§ Aim of the exercise
Write the next part of the passage on women's orgasm and sexual response, beginning right after its final sentence.

----- Document extract -----

Among women who report difficulty with orgasm, partnered sex takes closer to 17 minutes on average, while those without difficulty average about 12 minutes. Interestingly, during masturbation the gap nearly disappears: 9 minutes versus 7 minutes. This suggests the difference during partnered sex isn’t primarily biological but has more to do with the type and consistency of stimulation being received.
Multiple Orgasms and Sensitivity
About 24% of women who regularly orgasm during partnered sex report having more than one orgasm in a session, compared to roughly 11% of men. The common explanation is that women lack the pronounced refractory period men experience after climax. But the reality is more nuanced than “women can just keep going.”
In a study of 174 women, 96% reported post-orgasm clitoral hypersensitivity, and a similar percentage said continued clitoral stimulation right after orgasm felt unpleasant. So while the biological capacity for multiple orgasms exists, most women need a brief pause or a shift to less direct stimulation before building toward a second one. Prolactin plays a role here too: chronically elevated levels of this hormone reduce sexual drive and can make orgasm harder to reach, which is why timing and pacing matter.
The Brain’s Role: Gas Pedal and Brake
Sexual response isn’t purely mechanical. The Kinsey Institute’s dual control model describes two systems operating in the brain simultaneously: an excitation system (the gas pedal) and an inhibition system (the brake). Every person has different baseline sensitivity in each system, shaped by their physiology, personal history, and personality.
For many women, the brake is the bigger factor. Stress, distraction, self-consciousness, feeling unsafe, or pressure to perform can all activate the inhibition system and make orgasm difficult or impossible regardless of physical stimulation. People with naturally high levels of sexual inhibition are more likely to experience ongoing difficulty with orgasm. This is why context, trust, and mental presence matter so much. Reducing the “brakes” is often more effective than pressing harder on the “gas.”

----- Dataset excerpts -----

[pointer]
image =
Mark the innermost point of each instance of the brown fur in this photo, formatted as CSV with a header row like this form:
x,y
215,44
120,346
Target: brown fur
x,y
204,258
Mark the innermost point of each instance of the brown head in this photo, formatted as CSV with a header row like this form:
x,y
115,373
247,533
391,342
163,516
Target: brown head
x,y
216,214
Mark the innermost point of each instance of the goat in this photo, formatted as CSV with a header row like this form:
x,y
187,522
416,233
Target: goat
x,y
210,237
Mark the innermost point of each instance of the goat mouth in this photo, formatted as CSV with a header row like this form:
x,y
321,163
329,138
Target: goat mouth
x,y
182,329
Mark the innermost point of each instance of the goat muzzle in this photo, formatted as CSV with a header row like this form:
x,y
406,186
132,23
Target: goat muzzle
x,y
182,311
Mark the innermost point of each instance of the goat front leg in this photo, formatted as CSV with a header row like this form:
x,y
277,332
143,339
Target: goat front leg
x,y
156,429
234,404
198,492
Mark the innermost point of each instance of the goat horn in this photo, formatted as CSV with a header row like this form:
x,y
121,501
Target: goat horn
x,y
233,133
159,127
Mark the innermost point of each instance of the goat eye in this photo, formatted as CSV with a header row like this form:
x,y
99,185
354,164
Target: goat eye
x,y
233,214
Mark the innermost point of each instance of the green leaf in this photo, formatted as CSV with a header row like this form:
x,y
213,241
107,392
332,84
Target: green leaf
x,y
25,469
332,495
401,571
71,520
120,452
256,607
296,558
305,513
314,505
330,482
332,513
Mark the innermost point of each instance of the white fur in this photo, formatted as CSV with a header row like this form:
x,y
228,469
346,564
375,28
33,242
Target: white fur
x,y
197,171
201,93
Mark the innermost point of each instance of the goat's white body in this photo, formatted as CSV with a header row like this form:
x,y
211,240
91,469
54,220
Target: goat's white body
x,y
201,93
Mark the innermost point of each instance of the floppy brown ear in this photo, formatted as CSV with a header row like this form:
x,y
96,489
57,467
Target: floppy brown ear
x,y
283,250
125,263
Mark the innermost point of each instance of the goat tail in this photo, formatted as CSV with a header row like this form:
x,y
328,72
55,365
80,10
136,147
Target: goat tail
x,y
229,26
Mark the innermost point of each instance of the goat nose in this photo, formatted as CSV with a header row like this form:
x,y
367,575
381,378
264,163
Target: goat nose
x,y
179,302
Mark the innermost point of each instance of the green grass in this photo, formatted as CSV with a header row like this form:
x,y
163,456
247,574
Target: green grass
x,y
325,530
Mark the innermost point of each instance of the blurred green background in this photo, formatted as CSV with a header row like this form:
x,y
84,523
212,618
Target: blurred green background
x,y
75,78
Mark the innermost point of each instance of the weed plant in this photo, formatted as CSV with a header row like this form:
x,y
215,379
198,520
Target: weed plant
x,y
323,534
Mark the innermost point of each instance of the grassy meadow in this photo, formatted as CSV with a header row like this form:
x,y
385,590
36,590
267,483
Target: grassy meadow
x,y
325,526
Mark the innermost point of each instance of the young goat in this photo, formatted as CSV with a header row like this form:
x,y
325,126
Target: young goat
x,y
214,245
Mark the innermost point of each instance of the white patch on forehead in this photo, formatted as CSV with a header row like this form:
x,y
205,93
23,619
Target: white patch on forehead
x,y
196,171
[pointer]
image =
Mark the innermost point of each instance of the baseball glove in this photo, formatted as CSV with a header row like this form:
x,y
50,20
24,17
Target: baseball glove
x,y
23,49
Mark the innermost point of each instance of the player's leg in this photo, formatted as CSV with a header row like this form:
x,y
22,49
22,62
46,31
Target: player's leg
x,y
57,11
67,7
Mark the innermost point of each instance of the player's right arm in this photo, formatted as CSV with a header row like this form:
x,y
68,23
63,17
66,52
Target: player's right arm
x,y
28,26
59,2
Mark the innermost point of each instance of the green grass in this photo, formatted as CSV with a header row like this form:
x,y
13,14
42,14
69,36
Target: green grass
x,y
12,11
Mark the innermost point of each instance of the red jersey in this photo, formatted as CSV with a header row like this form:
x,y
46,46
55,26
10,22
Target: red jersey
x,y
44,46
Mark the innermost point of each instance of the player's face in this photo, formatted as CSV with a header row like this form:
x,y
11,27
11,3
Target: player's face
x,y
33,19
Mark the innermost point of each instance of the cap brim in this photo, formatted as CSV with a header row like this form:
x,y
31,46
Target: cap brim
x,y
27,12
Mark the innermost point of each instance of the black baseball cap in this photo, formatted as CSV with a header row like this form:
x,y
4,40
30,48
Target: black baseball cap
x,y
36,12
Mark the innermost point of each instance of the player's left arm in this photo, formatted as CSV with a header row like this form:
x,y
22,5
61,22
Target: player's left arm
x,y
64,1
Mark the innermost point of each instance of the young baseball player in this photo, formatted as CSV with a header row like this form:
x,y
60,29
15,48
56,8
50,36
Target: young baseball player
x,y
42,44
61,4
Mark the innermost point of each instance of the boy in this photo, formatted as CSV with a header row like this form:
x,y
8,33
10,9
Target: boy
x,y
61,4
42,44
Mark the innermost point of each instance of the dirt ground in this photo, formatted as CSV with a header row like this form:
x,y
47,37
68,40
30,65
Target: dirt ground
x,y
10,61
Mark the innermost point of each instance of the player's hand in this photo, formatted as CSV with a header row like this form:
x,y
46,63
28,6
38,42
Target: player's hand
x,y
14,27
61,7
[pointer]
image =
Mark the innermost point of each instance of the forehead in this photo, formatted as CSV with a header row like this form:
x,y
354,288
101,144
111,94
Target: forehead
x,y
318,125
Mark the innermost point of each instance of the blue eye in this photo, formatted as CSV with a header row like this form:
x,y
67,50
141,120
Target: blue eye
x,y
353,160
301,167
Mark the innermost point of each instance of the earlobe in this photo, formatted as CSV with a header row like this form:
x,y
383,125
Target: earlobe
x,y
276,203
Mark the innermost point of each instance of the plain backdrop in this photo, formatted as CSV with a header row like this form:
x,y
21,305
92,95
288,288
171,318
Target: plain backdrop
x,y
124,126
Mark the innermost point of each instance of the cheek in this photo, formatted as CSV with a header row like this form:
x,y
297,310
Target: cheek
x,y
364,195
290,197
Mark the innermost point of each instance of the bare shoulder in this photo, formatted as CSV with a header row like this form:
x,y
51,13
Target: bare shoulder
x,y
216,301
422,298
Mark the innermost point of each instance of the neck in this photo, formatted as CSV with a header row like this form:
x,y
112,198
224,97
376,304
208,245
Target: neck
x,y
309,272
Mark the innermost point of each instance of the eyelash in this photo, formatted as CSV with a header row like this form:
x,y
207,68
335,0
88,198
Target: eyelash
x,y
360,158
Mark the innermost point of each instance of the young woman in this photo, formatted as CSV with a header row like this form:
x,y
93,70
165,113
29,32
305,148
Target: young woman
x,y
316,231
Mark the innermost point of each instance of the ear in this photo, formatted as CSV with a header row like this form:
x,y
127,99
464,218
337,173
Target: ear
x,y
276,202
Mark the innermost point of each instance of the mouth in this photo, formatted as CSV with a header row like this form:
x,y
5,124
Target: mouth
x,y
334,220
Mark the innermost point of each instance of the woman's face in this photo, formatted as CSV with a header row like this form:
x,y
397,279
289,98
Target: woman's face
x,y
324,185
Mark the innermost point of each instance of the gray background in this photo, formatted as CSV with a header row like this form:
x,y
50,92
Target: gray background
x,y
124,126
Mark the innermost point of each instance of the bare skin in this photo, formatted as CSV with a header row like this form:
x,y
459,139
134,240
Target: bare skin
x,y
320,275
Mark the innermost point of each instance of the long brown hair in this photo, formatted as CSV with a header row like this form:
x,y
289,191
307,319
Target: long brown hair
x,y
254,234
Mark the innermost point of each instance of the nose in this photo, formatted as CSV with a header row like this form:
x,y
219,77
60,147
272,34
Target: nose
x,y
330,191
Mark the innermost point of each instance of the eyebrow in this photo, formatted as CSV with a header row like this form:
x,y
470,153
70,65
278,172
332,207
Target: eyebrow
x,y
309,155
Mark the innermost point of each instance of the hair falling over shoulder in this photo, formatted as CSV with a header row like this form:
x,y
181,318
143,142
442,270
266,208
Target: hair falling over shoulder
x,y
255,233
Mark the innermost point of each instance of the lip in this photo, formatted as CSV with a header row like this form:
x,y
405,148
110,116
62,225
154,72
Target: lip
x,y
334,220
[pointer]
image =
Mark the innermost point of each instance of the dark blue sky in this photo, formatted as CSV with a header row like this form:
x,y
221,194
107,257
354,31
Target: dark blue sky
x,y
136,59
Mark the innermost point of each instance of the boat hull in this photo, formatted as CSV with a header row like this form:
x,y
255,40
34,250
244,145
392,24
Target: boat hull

-----

§ Reply to the exercise
Pelvic Floor Strength
The muscles of the pelvic floor, particularly one called the pubococcygeus, contract during orgasm. Research going back to the late 1970s has found that women with stronger pelvic floor muscles are more likely to orgasm and report higher satisfaction when they do. A later study confirmed that both the strength and the endurance of pelvic floor contractions correlated with higher self-reported scores for arousal and orgasm.
Pelvic floor exercises (commonly called Kegels) involve contracting and releasing these muscles repeatedly. They’re simple to do anywhere and, based on the available evidence, appear to have a meaningful connection to orgasm quality over time.
Common Barriers
Antidepressants, particularly SSRIs, are one of the most common physical barriers. Between 30% and 70% of people taking these medications experience sexual side effects, which for women can include difficulty reaching orgasm, reduced genital sensitivity, lower desire, decreased lubrication, and less overall pleasure from sexual activity.
The orgasm gap between heterosexual and same-sex female partnerships also points to behavioral factors. Lesbian women report orgasming more frequently than heterosexual women during partnered sex, likely because their sexual activity tends to include more sustained clitoral stimulation and less focus on penetration as the main event. For heterosexual couples, shifting the emphasis toward direct clitoral involvement, whether by hand, mouth, or vibrator, is the single most evidence-backed way to close that gap.